# TEXTBLOCK:
Tetjus Tügel (1892 - 1973) war eine der schillerndsten Künstlerpersönlichkeiten Worpswede. Gleichermaßen begabt als Dichter, Maler und Musiker , ranken sich unzählige Geschichten um das außergewöhnliche Leben des „Allround-Genies“. Davon zeugt auch sein Reisebericht über die abenteuerliche Wanderung von Südschweden nach Haparanda (Lappland), die er 1929 unternahm.
Zu Fuß, ohne Geld, mit Akkordeon im Gepäck und bewaffnet mit Papier und Bleistift, machte er sich zusammen mit zwei nicht minder verwegenen Gefährten auf den Weg. Humorvoll und äußerst unterhaltsam schildert er die Unwägbarkeiten dieser verrückten Reise.
Der Reisebericht stammt aus dem Nachlass des Künstlers. Während der Recherche zu unserem Theaterstück „Tetjus Tügel – eine Hommage“ fiel dieses außergewöhnliche Dokument in unsere Hände und ließ uns nicht mehr los.
Unser herzlicher Dank gilt Tetjus Tügel jr., der uns genehmigte den Text für die Lesungen zu verwenden!
Der 1892 in Hamburg geborene Maler, Autor und Musiker (zuweilen war er auch noch als Schauspieler tätig) lebte zwischen 1909 und 1939 vorwiegend in Worpswede. In diese Zeit fallen aber auch längere Aufenthalte in Hamburg und Berlin sowie mehrmalige Reisen nach Schweden. Der Versuch per Schiff von Bremerhaven nach Madagaskar zu reisen, endete unverhofft in Le Havre. 1939 zog Tetjus Tügel nach Bederkesa, später nach Brillit. Ab 1951 lebte er bis zu seinem Tod im Jahr 1973 in Oese.

# AUFGABENSTELLUNG:
In welchem Jahr unternahm Tetjus Tügel laut dem Text über ihn die Wanderung von Südschweden nach Haparanda?

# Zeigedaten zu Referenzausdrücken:
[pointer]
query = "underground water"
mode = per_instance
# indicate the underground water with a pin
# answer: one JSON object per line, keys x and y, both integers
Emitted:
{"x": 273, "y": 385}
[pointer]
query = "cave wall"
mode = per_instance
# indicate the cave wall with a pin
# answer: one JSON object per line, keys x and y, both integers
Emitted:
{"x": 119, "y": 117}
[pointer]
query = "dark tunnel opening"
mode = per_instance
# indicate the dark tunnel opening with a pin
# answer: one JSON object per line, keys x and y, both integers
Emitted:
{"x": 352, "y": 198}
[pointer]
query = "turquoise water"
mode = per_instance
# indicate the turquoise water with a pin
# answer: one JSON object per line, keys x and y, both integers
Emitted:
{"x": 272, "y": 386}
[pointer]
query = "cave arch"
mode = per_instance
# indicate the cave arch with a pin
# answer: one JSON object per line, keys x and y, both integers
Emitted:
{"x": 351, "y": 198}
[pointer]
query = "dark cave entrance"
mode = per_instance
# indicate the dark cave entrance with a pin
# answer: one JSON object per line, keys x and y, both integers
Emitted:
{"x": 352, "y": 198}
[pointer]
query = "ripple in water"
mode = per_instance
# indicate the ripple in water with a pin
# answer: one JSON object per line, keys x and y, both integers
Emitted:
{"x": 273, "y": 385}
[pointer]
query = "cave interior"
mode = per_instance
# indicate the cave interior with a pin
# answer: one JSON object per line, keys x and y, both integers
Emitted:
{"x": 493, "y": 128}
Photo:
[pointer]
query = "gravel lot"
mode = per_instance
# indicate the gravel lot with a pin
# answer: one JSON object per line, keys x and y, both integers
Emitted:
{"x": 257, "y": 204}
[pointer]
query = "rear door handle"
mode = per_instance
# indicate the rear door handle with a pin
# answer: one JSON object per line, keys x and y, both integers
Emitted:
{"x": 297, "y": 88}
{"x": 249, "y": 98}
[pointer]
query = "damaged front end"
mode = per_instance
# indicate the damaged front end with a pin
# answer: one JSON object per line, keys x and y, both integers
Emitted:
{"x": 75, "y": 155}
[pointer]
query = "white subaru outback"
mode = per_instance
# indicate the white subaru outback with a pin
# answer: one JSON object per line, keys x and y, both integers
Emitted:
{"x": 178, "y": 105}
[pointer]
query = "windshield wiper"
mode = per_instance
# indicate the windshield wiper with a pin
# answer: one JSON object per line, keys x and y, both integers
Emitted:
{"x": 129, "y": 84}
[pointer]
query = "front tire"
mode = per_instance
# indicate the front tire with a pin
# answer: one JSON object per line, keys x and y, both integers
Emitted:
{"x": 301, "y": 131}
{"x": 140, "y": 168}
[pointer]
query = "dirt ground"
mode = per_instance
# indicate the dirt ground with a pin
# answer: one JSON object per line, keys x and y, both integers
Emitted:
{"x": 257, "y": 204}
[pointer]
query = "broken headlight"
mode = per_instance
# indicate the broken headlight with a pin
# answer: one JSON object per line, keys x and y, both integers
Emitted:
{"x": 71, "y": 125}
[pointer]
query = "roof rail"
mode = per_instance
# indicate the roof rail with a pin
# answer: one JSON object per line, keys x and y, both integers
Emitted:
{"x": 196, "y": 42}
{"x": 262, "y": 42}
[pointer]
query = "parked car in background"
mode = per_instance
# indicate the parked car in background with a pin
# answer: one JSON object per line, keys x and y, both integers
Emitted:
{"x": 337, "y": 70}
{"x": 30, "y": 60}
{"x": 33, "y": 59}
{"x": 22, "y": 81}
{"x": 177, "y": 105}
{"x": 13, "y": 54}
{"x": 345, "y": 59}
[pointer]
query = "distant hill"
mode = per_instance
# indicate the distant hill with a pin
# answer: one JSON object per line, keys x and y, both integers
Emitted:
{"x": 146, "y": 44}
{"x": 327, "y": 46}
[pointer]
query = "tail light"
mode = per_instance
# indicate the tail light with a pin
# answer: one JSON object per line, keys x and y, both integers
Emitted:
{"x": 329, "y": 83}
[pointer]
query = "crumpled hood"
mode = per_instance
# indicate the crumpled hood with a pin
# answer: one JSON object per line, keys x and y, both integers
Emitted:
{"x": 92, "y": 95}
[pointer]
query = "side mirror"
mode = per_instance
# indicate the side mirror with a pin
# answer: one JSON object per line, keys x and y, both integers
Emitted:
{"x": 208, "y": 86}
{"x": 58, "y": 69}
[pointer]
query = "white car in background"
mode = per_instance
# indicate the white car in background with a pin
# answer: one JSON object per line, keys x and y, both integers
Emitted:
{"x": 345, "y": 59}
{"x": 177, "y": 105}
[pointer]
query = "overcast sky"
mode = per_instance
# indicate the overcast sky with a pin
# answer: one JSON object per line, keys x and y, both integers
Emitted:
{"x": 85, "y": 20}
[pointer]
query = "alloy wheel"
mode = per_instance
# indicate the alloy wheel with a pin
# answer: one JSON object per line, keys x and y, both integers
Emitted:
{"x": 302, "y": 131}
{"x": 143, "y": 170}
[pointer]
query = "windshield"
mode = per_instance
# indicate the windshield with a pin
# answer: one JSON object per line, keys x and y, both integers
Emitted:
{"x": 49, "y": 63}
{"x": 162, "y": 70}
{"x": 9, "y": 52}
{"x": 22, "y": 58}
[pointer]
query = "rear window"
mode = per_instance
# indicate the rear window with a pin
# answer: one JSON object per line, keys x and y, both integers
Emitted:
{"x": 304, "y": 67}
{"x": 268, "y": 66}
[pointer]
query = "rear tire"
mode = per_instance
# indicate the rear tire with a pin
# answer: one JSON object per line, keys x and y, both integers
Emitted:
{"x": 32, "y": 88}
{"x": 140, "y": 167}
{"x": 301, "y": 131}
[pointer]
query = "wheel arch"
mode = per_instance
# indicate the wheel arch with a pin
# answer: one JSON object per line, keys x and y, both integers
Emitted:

# ERGEBNIS:
Im Jahr 1929.